- **SELECTION**:
Than i saw a bundle on amazon core i7 10700k and the asus prime z490 for 546$ i don't mind going intel even tho all my builds been amd sense 2002.

Or i was thinking of just getting a ryzen 3600 for 200$. Tho my concern about that is will a 3600 keep up what i do with my 1700 cause yea less cores and threads cause i do keep alot of stuff going in the background while gaming.... The 1700 does indeed handle that fine but sense i got a ultra wide 200hz monitor 3 months ago its been lacking too my needs now in games keeping a steady frame rate. 100fps too 144fps.


Current specs is gigabyte x370 gaming k7-ryzen 1700 @ 3.9ghz -ram 32gb 3600 but yea can ony do 3200 cause of the cpu. and a gtx 1080 was a 1080ti but thats in mining duty at the moment.

Saw alot of good deals for the 3900s on the market place few months ago on this site but yea funds was a issue at the time


----------



## gtz

Pricing with 3000 series ryzen is jacked up due to no availability. Newegg has the 3600 for 195 currently. Most of the latest 3600s clock a lot better than the first production run. Run the IF 1:1 at 1800 (or 1900 if lucky) and clock to around 4.4 you will have a good chip.

- **REQUIRED ACTIONS**:
1. How would the sentence "Newegg has the 3600 for 195 currently." from the forum thread read in Spanish?
2. Can you rewrite the rows from the one containing "Tag any visible cut" through the end of the rows, both included, with "visible" changed to "discernible" and nothing else altered? Return only those rows.

- **Region annotation rows**:
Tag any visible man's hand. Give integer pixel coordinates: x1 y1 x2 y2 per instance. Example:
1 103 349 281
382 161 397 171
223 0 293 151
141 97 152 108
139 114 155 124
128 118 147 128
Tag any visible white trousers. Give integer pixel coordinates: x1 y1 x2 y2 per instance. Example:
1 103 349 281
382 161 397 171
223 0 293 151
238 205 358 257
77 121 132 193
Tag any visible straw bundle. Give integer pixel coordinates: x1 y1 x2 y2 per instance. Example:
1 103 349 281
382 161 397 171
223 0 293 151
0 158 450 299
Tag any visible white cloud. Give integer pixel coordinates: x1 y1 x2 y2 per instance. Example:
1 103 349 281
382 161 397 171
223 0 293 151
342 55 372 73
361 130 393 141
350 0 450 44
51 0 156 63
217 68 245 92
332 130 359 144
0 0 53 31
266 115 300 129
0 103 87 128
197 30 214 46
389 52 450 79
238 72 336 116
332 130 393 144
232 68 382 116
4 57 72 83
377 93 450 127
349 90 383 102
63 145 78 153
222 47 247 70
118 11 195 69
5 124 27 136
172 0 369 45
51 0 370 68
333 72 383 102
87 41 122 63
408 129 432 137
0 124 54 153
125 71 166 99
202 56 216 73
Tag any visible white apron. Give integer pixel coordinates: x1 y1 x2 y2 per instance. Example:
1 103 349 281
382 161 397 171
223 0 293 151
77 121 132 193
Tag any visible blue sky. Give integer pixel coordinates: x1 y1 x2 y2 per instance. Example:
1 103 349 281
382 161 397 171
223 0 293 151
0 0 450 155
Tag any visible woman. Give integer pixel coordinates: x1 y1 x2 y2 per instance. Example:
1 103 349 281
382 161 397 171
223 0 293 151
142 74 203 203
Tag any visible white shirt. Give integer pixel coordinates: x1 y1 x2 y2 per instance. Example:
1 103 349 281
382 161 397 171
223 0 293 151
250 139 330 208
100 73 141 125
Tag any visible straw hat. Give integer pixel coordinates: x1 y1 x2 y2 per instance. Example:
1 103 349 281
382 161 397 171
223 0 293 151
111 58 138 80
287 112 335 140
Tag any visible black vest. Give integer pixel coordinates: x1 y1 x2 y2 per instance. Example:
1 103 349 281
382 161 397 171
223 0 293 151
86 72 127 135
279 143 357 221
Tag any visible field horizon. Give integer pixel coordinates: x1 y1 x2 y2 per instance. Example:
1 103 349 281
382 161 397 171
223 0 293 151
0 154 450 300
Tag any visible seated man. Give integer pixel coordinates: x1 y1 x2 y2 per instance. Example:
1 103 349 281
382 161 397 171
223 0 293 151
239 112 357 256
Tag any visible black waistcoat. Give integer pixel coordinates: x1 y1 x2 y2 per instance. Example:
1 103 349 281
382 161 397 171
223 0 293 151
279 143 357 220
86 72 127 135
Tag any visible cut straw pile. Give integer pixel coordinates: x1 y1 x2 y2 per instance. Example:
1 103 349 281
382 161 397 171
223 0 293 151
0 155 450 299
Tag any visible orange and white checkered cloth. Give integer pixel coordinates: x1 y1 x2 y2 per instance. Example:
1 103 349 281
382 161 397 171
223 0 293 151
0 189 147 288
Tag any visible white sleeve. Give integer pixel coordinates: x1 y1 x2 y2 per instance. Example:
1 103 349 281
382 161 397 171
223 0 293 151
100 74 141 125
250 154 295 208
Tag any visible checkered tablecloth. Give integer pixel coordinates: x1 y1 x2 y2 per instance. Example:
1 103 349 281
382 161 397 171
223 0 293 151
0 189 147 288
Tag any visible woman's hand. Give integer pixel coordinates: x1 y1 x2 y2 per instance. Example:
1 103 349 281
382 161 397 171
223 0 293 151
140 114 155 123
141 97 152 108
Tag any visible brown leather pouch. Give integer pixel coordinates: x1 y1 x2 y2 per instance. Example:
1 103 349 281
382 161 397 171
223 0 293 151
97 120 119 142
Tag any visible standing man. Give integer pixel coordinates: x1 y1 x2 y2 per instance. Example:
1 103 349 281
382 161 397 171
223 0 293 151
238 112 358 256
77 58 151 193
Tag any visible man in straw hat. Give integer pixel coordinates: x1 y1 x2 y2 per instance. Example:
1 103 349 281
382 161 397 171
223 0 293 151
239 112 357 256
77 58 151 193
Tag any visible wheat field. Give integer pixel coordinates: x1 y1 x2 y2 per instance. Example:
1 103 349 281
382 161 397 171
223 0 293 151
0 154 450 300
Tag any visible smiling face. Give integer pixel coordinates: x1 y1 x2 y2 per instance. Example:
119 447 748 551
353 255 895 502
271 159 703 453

- **ANSWERS**:
1. Newegg tiene el 3600 a 195 actualmente.

2.
Tag any discernible cut straw pile. Give integer pixel coordinates: x1 y1 x2 y2 per instance. Example:
1 103 349 281
382 161 397 171
223 0 293 151
0 155 450 299
Tag any discernible orange and white checkered cloth. Give integer pixel coordinates: x1 y1 x2 y2 per instance. Example:
1 103 349 281
382 161 397 171
223 0 293 151
0 189 147 288
Tag any discernible white sleeve. Give integer pixel coordinates: x1 y1 x2 y2 per instance. Example:
1 103 349 281
382 161 397 171
223 0 293 151
100 74 141 125
250 154 295 208
Tag any discernible checkered tablecloth. Give integer pixel coordinates: x1 y1 x2 y2 per instance. Example:
1 103 349 281
382 161 397 171
223 0 293 151
0 189 147 288
Tag any discernible woman's hand. Give integer pixel coordinates: x1 y1 x2 y2 per instance. Example:
1 103 349 281
382 161 397 171
223 0 293 151
140 114 155 123
141 97 152 108
Tag any discernible brown leather pouch. Give integer pixel coordinates: x1 y1 x2 y2 per instance. Example:
1 103 349 281
382 161 397 171
223 0 293 151
97 120 119 142
Tag any discernible standing man. Give integer pixel coordinates: x1 y1 x2 y2 per instance. Example:
1 103 349 281
382 161 397 171
223 0 293 151
238 112 358 256
77 58 151 193
Tag any discernible man in straw hat. Give integer pixel coordinates: x1 y1 x2 y2 per instance. Example:
1 103 349 281
382 161 397 171
223 0 293 151
239 112 357 256
77 58 151 193
Tag any discernible wheat field. Give integer pixel coordinates: x1 y1 x2 y2 per instance. Example:
1 103 349 281
382 161 397 171
223 0 293 151
0 154 450 300
Tag any discernible smiling face. Give integer pixel coordinates: x1 y1 x2 y2 per instance. Example:
119 447 748 551
353 255 895 502
271 159 703 453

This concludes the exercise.